Please rename "girl's hand" to "child's hand" throughout the material below, and leave everything else unchanged.

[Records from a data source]

====================

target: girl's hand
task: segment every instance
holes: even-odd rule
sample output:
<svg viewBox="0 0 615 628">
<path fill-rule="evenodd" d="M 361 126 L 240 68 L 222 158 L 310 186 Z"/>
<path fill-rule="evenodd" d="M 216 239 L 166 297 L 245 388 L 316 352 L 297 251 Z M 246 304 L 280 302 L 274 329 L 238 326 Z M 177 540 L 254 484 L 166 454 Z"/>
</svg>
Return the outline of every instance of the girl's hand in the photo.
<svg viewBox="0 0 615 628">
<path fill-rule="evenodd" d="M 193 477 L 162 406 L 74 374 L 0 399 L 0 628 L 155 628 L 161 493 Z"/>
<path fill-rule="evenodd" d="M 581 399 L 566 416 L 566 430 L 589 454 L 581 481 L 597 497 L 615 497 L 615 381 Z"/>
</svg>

====================

* **SOLUTION BELOW**:
target: child's hand
task: segment every instance
holes: even-odd rule
sample output:
<svg viewBox="0 0 615 628">
<path fill-rule="evenodd" d="M 361 126 L 240 68 L 222 158 L 310 186 Z"/>
<path fill-rule="evenodd" d="M 216 239 L 166 297 L 245 388 L 316 352 L 297 251 Z M 246 304 L 280 302 L 274 329 L 238 326 Z M 177 540 L 254 484 L 166 454 Z"/>
</svg>
Return the outline of every instance of the child's hand in the photo.
<svg viewBox="0 0 615 628">
<path fill-rule="evenodd" d="M 193 477 L 162 406 L 74 374 L 0 399 L 0 628 L 155 628 L 161 493 Z"/>
<path fill-rule="evenodd" d="M 581 399 L 566 416 L 566 430 L 589 454 L 581 481 L 597 497 L 615 497 L 615 381 Z"/>
</svg>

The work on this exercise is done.